* [Study text]
╭──

Robert, the passenger on our 41-foot yacht, was screaming. “We’re going to die! What’s wrong with you two? Why are you smiling? We’re all going to die!”
My husband, John, and I swallowed our grins for Robert’s sake, but this was our kind of afternoon — biblical. Six-foot waves crashed over us as the unexpected storm on the Chesapeake Bay intensified. Wind whipped our hair. Rain pelted our faces.
Danger, fear, excitement — I loved it.
Would we die? It was certainly possible that this storm would be our last. And I had no regrets. My relatives would be devastated but vindicated. They would say, “As we feared, God has punished Laya for her terrible sin.”
You see, John is not a Jew. Marrying him was the greatest crime possible in my ultra-Orthodox family. Unforgivable. Blasphemous. Insane.
Before I met John, I knew without a doubt that I would marry a Talmud Chacham (Torah scholar) and raise my Jewish children in my Jewish home, and that because I had done so, God would reward me from heaven.
But then I fell in love. I didn’t seek it out. The whole situation was absurd, a disaster. I had lived a blameless Orthodox life, dedicated to serving God. Yet it became impossible to live without John. After seven anguished years, we married, and I knew my family would never accept me again.
I had cast myself out to sea for love.
My relatives thought it was madness. Or Satan. Why else would anyone give up a life of safety for something as reckless as love?
“Tie yourselves down!” John commanded.
Robert started to cry.
If I had resisted love, I would have gone from the house of my father to the house of my Jewish husband, always protected. I would never have started my own companies or flirted with financial ruin — or become a success. I would never have discovered the thrill of Socrates, Plato, Aristotle, Darwin, or too many others to name. After a lifetime of not finding answers in the Torah and the Talmud, I was blown away by thinkers who wielded a power no physical storm could match.
The box with our raft, medical equipment, and survival gear came loose and exploded open against the deck. John radioed the Coast Guard. The staticky voice on the other end was just barely audible: “— can’t help — overburdened — overturned boat — aiding others.”
We are truly on our own, I thought as I watched our lifeboat blow away. I was OK with that.

╰──

* [Data below]
╭──

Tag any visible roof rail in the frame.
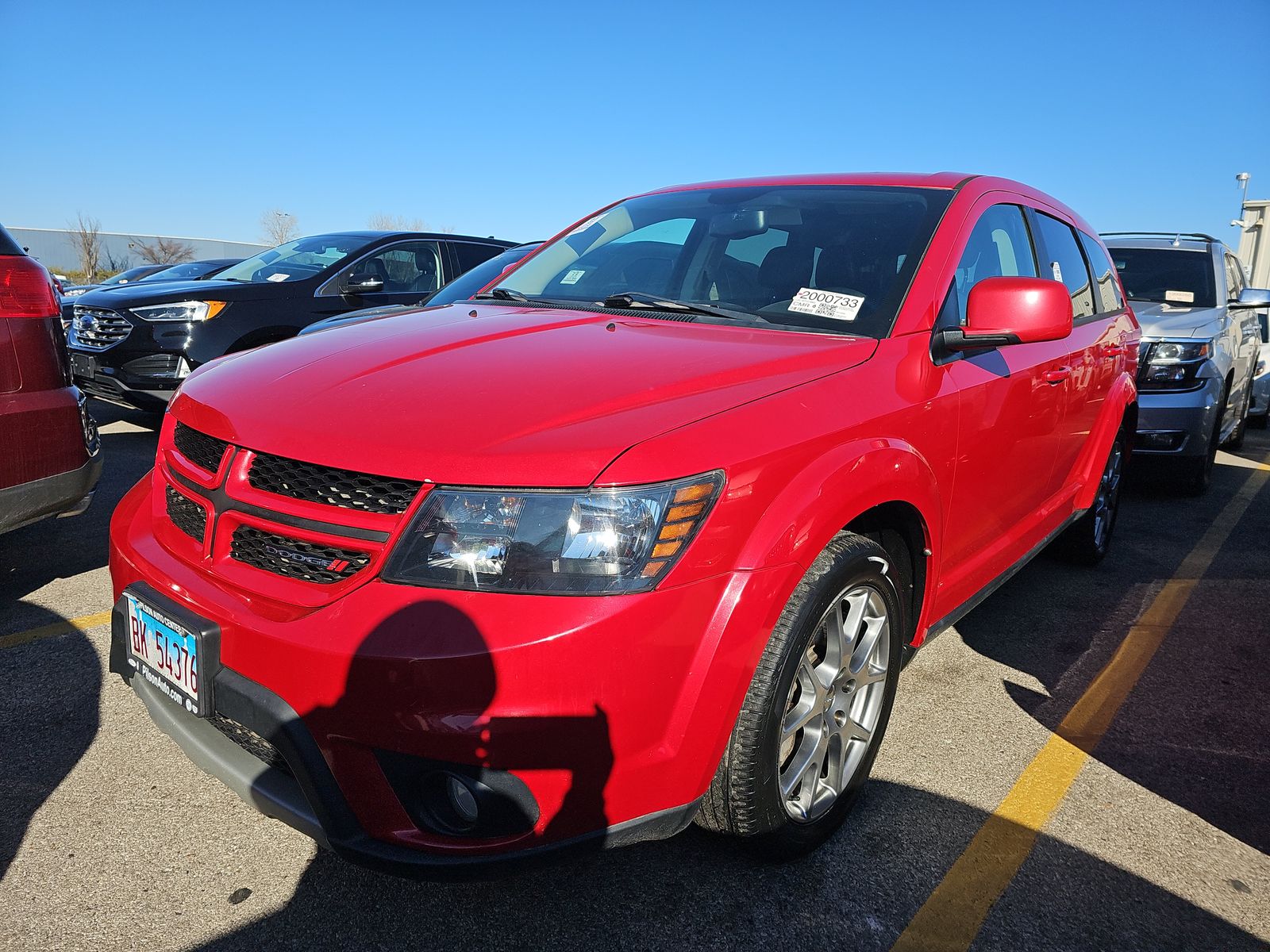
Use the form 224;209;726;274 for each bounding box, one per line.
1099;231;1222;245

╰──

* [Exercises to complete]
(a) List the thinkers the storm account names as ones the narrator discovered after marrying John.
(b) In the storm account, how long did the narrator and John wait before they married?

* [Answers to the exercise]
(a) Socrates, Plato, Aristotle, Darwin

(b) Seven years.